* begin *

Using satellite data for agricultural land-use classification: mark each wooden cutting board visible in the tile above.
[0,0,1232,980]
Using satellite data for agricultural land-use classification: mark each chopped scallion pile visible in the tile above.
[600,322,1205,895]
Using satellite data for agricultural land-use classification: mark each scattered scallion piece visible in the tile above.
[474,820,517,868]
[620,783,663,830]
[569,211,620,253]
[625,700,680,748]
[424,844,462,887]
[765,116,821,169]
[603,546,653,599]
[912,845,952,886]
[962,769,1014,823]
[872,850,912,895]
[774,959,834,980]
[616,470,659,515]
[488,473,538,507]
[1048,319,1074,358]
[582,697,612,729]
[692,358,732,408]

* end *

▶ [Aim]: Copy every line of the items above, requests included, and scale each bounding-box coordinate in the answers by 0.65, rounding to the nearest whole number with halves rounded up.

▶ [Answer to this problem]:
Using satellite data for agricultural land-use classification: mark each wooden cutting board visible in the tile above.
[0,0,801,637]
Using satellite data for agricultural land-use classification: mark each chopped scallion pile visible in the tile above.
[390,209,783,582]
Using satellite data for agricultural land-use classification: mark each scattered scallion piece visible in the tile above.
[308,533,336,564]
[403,509,431,540]
[370,137,403,164]
[406,455,442,486]
[276,549,300,577]
[497,75,534,110]
[392,355,424,389]
[593,549,619,576]
[625,500,659,535]
[567,553,593,582]
[503,623,542,637]
[400,306,428,335]
[317,307,350,330]
[681,207,698,233]
[378,453,398,474]
[450,233,476,265]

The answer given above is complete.